### ИСХОДНЫЙ ТЕКСТ
********

Не откажитесь поместить мое заявление в следующем нумере вашей газеты.

Ольга Щавинская[392]


Через несколько дней Щавинская сделала новое заявление, опровергающее эту, вторую публикацию, которое также было немедленно опубликовано в газете:

Заявление мое, напечатанное в № 287 «С-Петербургских Ведомостей» и перепечатанное в № 205 «Петербургского листка», прошу считать недействительным.

Ольга Щавинская[393]


Если в своем первом заявлении Щавинская старалась сгладить неприятный эффект публичности, произведенный газетным сообщением о ее поступке, то вторым заявлением она придала огласке свои интенции, по-видимому, используя газету как инструмент власти в интимной жизни. Этот процесс привлек к себе внимание прессы — все три сообщения были перепечатаны (28 октября) в газете «Неделя». В конечном счете печать одержала верх над индивидом, обнародовав самый механизм взаимодействия частного лица с публичной сферой. Щавинская ошиблась: напечатанное в газете нельзя было считать «недействительным».

К концу века даже дети-самоубийцы ожидали, что их последние слова станут достоянием читательской публики. Гимназист, застрелившийся в 1892 году в Киеве (в университетском сквере) после неудачи на экзамене, оставил три записки. Первая адресована «дорогим читателям» и содержит развернутое объяснение мотивов и чувств в социальном ключе: «Прощайте, дорогие читатели! Моя летопись коротка. Я гимназист, который наказан судьбою. Были гораздо хуже меня и пошли в гору! Ну, что же, не у всех одинаково счастье! Я перенесть не мог, потому что чувствовал, что буду напрасно страдать — лучше один раз, и конец. Хоть и тяжело расстаться с жизнью, но что же прикажете делать». Вторая, адресованная родителям, которые не нуждались в объяснении, сводится к ритуальным формулам письма к родным: «Прощайте, дорогие родители! Причина смерти моей вам известна: я пережить не могу этого. Желаю вам всего хорошего, а главное — здоровья. Поклон всем родным и знакомым». Третья, адресованная товарищу, сообщала о факте и причине самоубийства рифмованной фразой: «Прощай, дорогой Ваня! Я застрелился после того, как провалился. Не я первый и не я последний. Еще раз прошу прощения». Ожидания гимназиста сбылись не полностью — все три записки, а не только обращение к «читателям» были напечатаны в газетах («Киевлянине», а затем и в московской газете «Русские ведомости», которая сочла их «очень интересными во многих отношениях»)[394].

********

### ВАШЕ ЗАДАНИЕ
**A.** Перепечатайте из исходного текста фрагмент между словами "Через несколько дней" и "прошу считать недействительным." включительно.
**B.** Ответьте по исходному тексту на вопросы:
(i) В каком номере «С-Петербургских Ведомостей» было напечатано заявление, которое Щавинская затем просила считать недействительным?
(ii) Какого числа все три сообщения были перепечатаны в газете «Неделя»?
(iii) Сколько записок оставил гимназист, застрелившийся в 1892 году в Киеве?

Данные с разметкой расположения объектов

********

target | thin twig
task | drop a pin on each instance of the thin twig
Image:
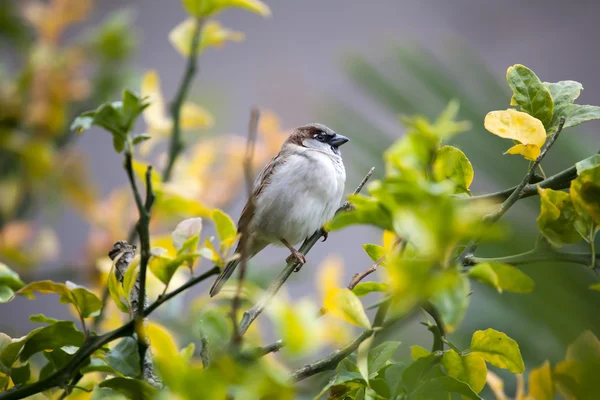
(515, 195)
(92, 344)
(332, 360)
(176, 145)
(251, 314)
(245, 239)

********

### ОТВЕТЫ К УПРАЖНЕНИЮ
**A.**
Через несколько дней Щавинская сделала новое заявление, опровергающее эту, вторую публикацию, которое также было немедленно опубликовано в газете:

Заявление мое, напечатанное в № 287 «С-Петербургских Ведомостей» и перепечатанное в № 205 «Петербургского листка», прошу считать недействительным.

**B.**
(i) В № 287.
(ii) 28 октября.
(iii) Три записки.